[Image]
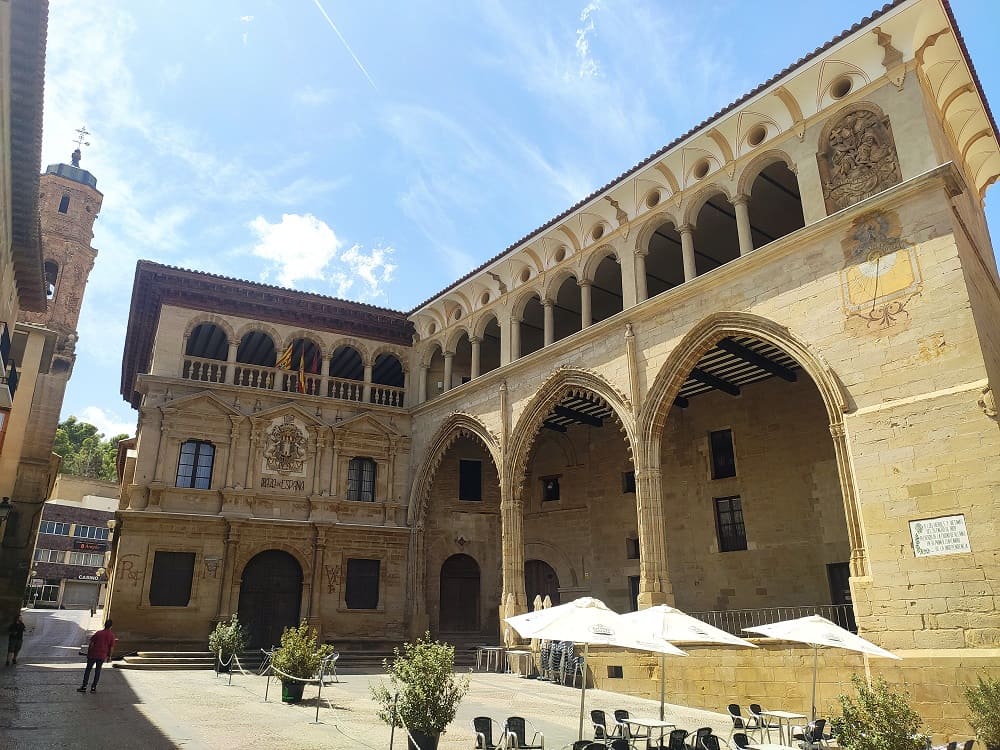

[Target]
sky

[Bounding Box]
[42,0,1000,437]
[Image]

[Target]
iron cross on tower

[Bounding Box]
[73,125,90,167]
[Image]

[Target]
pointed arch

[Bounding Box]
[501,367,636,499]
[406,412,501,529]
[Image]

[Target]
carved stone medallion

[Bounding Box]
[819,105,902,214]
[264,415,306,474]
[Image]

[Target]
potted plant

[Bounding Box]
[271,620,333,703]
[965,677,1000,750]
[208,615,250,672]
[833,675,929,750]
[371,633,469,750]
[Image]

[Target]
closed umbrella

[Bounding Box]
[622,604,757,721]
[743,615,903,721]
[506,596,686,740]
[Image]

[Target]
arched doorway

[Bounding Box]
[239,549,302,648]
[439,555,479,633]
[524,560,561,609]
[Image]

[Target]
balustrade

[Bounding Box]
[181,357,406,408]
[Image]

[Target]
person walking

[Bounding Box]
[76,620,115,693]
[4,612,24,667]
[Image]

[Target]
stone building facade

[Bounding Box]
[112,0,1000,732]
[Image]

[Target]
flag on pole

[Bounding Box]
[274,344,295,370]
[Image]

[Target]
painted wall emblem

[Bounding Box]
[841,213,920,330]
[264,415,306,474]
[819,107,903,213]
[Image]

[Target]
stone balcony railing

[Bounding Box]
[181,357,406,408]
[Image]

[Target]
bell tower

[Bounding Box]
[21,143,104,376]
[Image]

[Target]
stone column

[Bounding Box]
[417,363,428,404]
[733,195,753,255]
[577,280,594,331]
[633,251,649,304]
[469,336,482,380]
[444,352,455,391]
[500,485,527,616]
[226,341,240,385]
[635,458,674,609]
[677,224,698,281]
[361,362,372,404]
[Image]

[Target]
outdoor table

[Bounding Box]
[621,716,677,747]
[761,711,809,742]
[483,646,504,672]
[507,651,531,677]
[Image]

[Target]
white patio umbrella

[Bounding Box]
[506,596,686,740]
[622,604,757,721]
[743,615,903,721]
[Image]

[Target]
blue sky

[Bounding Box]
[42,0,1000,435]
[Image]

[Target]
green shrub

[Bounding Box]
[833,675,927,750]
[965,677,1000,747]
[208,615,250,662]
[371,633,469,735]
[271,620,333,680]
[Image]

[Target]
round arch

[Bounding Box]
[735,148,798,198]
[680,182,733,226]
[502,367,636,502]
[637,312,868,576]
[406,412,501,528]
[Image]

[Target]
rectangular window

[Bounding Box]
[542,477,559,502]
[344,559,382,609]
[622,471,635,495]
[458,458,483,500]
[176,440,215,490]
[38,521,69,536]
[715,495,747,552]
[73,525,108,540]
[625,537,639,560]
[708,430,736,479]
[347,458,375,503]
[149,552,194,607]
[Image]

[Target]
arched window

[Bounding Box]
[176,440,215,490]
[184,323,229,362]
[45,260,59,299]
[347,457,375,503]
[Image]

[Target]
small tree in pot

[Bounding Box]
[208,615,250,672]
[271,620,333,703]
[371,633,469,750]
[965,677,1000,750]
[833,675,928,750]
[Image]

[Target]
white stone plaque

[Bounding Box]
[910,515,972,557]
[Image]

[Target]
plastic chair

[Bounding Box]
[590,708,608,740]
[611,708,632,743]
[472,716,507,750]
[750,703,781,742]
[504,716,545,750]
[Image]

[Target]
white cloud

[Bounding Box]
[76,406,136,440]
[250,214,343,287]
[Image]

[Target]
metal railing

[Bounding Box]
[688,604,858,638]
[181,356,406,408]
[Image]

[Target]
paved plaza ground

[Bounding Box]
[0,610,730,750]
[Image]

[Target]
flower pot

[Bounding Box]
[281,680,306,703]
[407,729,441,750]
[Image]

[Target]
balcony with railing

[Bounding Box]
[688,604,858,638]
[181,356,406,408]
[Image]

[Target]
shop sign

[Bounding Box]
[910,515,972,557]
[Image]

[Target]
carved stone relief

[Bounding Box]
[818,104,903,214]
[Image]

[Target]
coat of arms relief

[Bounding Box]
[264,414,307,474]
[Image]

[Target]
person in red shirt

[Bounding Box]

════════

--- Problem statement ---
Count the lines of the records above that contain "umbrella", treating upper and lower case as different, and give only the number.

--- Response ---
2